• [Working data]:
###

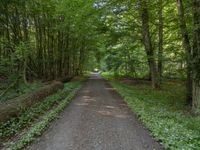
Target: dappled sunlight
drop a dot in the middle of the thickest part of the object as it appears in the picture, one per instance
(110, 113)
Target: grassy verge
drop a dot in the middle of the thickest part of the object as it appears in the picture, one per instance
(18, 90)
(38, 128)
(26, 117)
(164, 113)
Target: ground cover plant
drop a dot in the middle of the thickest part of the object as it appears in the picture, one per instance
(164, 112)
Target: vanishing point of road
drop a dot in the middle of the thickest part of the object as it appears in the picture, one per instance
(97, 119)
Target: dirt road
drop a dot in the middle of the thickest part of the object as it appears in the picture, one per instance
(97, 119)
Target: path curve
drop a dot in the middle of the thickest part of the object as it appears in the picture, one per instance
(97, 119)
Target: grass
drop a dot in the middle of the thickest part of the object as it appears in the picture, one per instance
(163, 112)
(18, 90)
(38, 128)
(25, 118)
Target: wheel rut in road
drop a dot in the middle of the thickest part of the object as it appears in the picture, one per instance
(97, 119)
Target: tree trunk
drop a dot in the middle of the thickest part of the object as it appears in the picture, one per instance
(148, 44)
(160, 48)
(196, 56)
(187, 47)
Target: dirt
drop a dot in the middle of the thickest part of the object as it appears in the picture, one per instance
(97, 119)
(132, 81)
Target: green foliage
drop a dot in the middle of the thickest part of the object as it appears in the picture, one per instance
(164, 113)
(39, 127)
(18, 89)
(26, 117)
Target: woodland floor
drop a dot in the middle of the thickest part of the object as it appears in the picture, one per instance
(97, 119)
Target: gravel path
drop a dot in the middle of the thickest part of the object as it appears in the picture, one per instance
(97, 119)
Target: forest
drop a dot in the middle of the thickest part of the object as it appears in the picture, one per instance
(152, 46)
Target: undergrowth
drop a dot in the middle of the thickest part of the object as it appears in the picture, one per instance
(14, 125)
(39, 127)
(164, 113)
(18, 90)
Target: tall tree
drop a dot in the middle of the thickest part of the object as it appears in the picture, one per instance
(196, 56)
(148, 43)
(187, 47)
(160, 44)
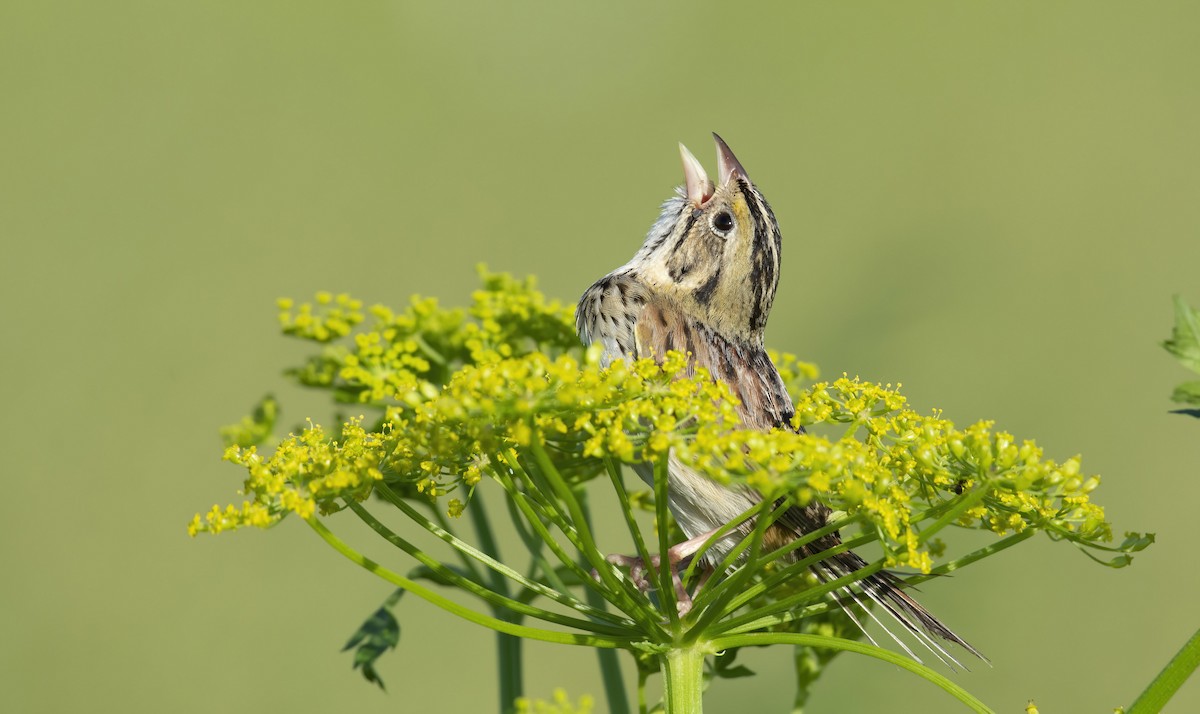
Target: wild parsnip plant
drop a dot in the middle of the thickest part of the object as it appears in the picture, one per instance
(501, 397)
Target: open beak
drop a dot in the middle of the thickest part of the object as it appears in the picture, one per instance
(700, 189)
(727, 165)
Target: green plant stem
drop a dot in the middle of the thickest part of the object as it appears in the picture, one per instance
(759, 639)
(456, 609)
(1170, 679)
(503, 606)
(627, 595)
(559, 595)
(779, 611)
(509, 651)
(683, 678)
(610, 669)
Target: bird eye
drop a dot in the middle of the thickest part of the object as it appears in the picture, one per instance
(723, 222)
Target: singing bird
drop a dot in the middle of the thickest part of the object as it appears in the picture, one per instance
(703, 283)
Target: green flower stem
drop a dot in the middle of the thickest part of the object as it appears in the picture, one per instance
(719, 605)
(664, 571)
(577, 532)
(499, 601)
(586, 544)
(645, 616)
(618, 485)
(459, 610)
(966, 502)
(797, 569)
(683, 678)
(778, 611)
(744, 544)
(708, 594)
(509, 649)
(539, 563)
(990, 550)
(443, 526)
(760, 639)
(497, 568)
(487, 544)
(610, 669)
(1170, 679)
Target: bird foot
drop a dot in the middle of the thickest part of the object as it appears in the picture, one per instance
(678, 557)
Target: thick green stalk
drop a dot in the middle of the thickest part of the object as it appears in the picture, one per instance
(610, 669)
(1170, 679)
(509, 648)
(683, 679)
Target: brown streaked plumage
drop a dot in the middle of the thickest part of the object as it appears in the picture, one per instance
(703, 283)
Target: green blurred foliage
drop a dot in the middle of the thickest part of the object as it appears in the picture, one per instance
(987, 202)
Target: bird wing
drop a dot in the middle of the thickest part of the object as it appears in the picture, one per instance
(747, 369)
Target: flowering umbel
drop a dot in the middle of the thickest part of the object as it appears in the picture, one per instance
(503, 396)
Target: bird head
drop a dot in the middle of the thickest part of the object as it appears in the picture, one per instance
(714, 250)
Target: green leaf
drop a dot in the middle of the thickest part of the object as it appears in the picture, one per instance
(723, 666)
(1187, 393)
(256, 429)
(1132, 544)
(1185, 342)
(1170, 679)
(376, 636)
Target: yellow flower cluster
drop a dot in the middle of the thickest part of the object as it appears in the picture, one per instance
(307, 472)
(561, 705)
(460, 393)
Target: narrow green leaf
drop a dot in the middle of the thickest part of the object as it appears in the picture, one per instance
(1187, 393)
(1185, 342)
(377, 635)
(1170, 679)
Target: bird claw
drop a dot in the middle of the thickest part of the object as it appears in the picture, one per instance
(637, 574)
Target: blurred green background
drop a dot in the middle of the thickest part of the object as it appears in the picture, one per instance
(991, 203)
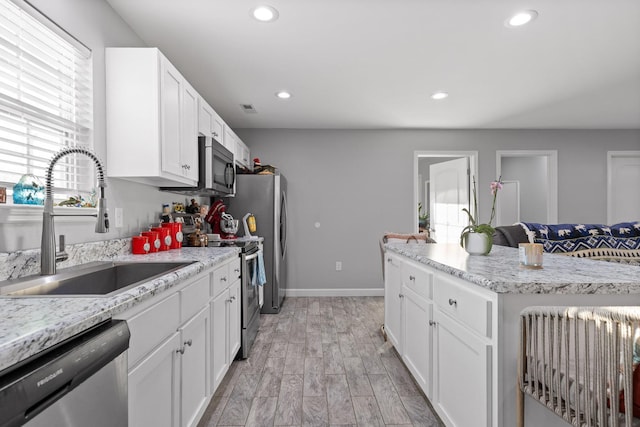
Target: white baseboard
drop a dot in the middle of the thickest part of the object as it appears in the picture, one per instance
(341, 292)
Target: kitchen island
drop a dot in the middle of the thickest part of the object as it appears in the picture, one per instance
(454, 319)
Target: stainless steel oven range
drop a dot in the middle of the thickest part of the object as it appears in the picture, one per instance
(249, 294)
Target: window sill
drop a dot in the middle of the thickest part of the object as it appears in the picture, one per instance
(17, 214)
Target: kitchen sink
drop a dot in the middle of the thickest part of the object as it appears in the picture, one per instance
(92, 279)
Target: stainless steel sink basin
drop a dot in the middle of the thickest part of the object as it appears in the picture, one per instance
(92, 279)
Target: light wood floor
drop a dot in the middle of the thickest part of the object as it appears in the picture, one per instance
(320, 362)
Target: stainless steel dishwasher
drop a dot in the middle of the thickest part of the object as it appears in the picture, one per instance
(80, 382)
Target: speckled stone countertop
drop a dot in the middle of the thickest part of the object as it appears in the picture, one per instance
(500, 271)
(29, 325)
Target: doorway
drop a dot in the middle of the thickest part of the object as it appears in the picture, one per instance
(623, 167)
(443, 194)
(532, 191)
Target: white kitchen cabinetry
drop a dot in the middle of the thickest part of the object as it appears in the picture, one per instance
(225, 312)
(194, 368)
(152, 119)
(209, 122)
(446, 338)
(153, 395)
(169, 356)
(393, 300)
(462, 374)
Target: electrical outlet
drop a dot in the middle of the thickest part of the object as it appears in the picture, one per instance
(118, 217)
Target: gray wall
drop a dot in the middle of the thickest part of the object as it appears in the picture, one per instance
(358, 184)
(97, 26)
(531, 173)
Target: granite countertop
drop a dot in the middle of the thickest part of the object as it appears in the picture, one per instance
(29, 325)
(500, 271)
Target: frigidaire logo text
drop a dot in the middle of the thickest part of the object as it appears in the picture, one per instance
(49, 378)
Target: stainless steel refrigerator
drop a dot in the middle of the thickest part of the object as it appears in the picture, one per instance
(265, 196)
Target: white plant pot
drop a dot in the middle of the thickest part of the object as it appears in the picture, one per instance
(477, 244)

###

• [Problem details]: Find out how many lines in the data above hold the word "countertop". Write only the number.

• [Response to this task]: 2